Excerpted data:
---+---

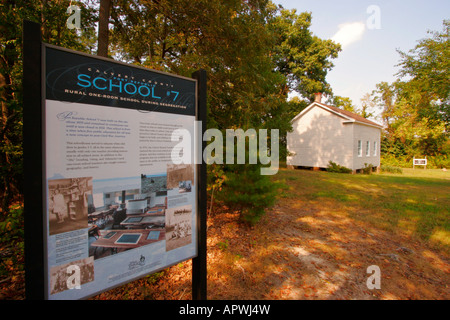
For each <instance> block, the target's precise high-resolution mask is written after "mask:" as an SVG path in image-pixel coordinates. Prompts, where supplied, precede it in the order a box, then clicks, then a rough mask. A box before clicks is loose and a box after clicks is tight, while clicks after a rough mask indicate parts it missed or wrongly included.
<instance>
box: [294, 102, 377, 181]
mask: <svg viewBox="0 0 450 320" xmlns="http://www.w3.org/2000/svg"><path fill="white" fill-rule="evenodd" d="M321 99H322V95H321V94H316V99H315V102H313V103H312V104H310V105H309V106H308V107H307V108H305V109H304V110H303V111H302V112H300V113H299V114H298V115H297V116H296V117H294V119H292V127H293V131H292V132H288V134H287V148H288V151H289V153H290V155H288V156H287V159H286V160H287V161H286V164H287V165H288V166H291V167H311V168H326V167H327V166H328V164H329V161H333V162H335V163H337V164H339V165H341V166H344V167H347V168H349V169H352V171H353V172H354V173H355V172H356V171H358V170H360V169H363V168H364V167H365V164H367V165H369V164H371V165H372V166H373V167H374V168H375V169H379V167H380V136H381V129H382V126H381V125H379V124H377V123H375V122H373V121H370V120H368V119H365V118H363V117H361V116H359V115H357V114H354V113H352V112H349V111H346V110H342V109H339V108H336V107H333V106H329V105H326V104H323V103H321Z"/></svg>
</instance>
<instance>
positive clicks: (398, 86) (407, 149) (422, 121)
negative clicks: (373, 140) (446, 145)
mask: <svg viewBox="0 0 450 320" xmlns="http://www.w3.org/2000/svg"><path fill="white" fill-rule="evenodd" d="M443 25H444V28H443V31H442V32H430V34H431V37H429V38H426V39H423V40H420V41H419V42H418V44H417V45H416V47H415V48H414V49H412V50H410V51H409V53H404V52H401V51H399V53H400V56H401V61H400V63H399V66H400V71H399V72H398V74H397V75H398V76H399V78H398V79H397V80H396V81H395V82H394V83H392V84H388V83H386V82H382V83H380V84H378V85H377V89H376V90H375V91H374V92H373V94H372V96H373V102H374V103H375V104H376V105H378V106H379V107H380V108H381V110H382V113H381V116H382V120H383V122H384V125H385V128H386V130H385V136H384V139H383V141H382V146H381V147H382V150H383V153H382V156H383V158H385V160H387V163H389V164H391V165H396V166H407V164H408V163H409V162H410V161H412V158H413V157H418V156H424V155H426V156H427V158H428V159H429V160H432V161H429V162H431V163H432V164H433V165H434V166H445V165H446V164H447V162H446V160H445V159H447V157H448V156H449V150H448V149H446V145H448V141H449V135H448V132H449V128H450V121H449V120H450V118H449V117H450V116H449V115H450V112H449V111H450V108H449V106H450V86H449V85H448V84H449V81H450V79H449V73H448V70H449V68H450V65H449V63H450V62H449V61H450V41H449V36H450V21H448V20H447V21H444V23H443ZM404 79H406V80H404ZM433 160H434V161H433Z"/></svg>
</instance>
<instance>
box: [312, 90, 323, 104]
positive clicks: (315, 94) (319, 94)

---+---

What is being asked:
Only lines with the word "positive" are wanted. Find and copy them from the records above.

Exercise answer:
positive clicks: (398, 86) (407, 149) (422, 121)
positive clicks: (315, 94) (319, 94)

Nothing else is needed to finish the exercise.